**Directive**
Copy the items from the start through the line containing "[(336, 112)]", requests included. Multiply each coordinate in the recorded points by 0.25 and round to whole numbers, halves up, but leave the sample coordinates in the requests unchanged and omit the pictures.

**Point annotation dataset items**
◇ ◇ ◇ ◇ ◇

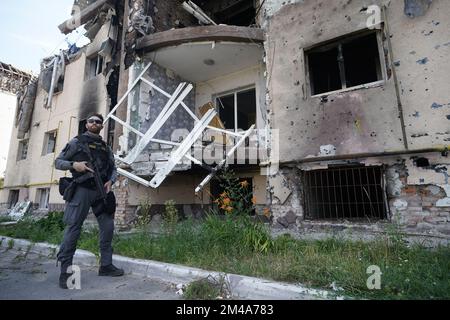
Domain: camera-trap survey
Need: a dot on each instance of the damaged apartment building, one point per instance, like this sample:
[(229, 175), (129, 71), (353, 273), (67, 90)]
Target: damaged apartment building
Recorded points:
[(336, 112)]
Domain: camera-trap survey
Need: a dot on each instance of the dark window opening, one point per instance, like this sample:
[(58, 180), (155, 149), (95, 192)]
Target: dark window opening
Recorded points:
[(22, 153), (231, 12), (94, 66), (355, 193), (240, 103), (82, 127), (49, 143), (344, 64), (13, 198)]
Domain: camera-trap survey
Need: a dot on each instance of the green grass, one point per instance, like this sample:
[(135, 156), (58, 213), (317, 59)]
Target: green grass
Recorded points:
[(5, 219), (238, 246)]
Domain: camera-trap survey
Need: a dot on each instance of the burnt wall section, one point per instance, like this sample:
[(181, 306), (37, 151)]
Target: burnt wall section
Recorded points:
[(367, 118), (363, 120), (170, 14)]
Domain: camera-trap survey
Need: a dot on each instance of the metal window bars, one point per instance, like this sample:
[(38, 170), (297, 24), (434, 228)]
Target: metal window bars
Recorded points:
[(355, 193), (182, 149)]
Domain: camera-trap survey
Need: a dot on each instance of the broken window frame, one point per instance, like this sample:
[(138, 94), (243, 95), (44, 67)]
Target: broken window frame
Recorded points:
[(175, 100), (337, 43), (46, 150), (43, 197), (22, 152)]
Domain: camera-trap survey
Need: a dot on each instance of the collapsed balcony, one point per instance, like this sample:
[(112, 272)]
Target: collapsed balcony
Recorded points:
[(202, 83)]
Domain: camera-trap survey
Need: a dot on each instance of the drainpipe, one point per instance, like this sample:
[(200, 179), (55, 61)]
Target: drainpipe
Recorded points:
[(394, 74), (54, 153), (52, 85)]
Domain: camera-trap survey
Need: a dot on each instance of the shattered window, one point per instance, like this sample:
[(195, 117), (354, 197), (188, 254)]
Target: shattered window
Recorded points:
[(49, 143), (42, 197), (344, 64), (237, 110), (23, 150)]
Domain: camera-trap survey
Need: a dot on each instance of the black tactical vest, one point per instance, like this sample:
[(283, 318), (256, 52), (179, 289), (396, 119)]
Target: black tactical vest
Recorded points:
[(99, 152)]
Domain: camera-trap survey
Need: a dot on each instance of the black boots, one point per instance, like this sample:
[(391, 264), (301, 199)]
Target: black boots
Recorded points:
[(110, 271), (63, 280)]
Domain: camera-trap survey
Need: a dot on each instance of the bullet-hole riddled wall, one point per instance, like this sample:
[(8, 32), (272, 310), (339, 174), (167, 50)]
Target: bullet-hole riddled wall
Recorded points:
[(361, 113)]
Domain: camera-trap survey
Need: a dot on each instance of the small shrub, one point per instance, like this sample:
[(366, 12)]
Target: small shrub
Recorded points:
[(170, 216), (10, 244), (144, 217), (237, 199)]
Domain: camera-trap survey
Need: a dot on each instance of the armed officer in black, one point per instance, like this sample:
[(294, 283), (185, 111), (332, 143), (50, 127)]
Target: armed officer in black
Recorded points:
[(75, 157)]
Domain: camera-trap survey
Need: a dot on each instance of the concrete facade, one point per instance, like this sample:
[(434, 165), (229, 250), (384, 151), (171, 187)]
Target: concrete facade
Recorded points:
[(403, 113), (397, 123)]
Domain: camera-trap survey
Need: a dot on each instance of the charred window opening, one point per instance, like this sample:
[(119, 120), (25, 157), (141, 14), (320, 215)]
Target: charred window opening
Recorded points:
[(94, 66), (237, 110), (354, 193), (344, 64), (13, 198), (231, 12)]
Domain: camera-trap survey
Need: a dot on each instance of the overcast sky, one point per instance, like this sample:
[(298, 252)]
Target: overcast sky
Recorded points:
[(29, 31)]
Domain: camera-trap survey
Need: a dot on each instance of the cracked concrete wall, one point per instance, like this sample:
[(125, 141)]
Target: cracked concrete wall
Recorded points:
[(364, 120), (421, 49), (71, 105)]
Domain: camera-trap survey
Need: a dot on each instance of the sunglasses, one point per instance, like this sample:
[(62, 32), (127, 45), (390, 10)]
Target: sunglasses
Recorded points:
[(95, 121)]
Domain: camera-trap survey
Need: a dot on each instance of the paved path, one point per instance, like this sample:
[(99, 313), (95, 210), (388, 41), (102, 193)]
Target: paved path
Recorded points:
[(33, 276)]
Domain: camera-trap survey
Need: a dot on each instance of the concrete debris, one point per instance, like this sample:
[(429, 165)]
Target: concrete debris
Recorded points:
[(139, 21)]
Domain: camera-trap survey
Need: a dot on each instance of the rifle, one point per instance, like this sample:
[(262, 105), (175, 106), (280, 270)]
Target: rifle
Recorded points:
[(108, 201)]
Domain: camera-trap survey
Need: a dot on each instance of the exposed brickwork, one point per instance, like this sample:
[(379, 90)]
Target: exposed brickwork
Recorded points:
[(125, 213), (413, 207)]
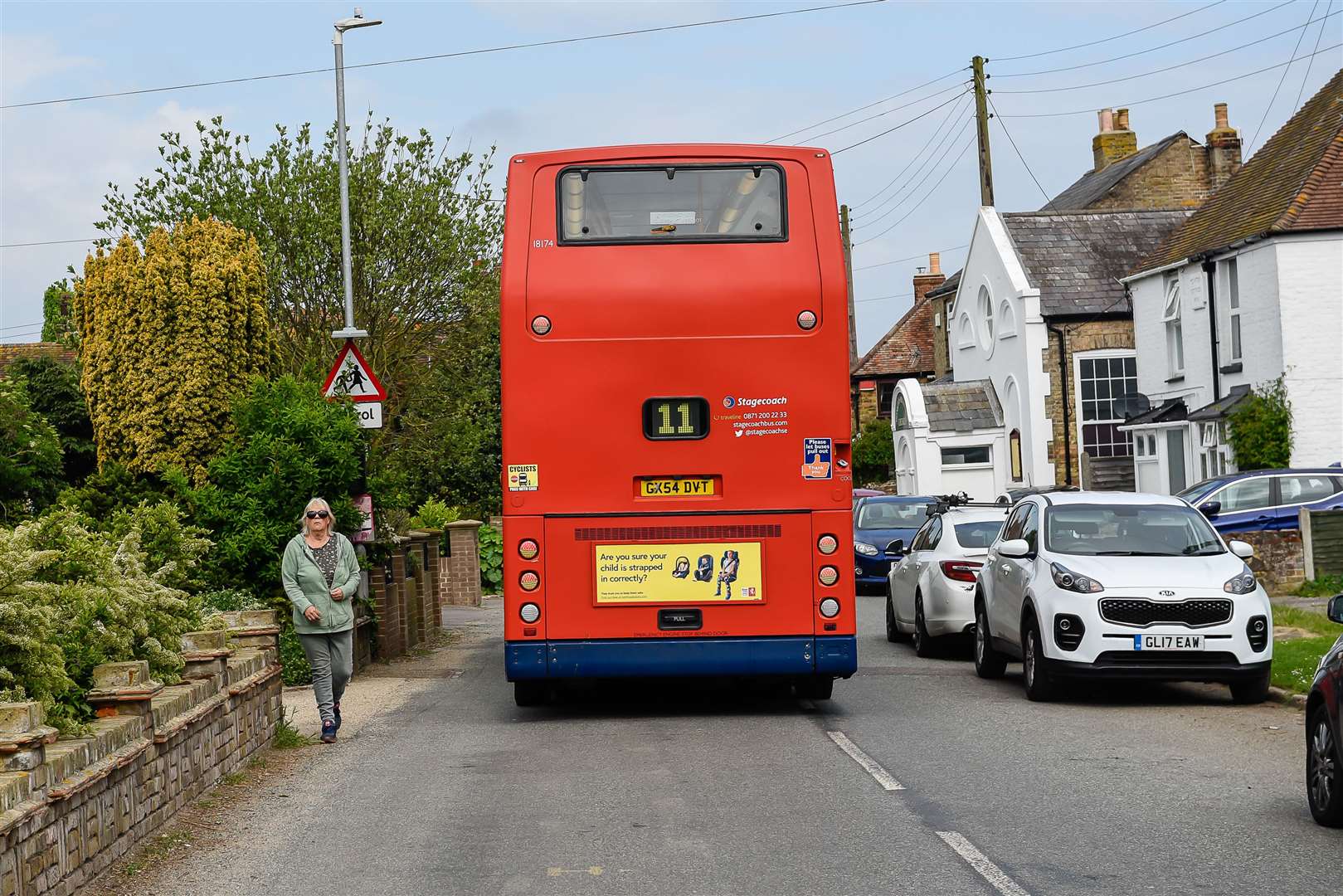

◇ ◇ ◇ ◇ ◇

**Task solution**
Domain: camera-trap survey
Need: a dot on each instance of the damaged apartment building, one point per instance, like this sample:
[(229, 175), (129, 71), (353, 273), (67, 90)]
Target: damaged apartment building
Recorded points:
[(84, 28)]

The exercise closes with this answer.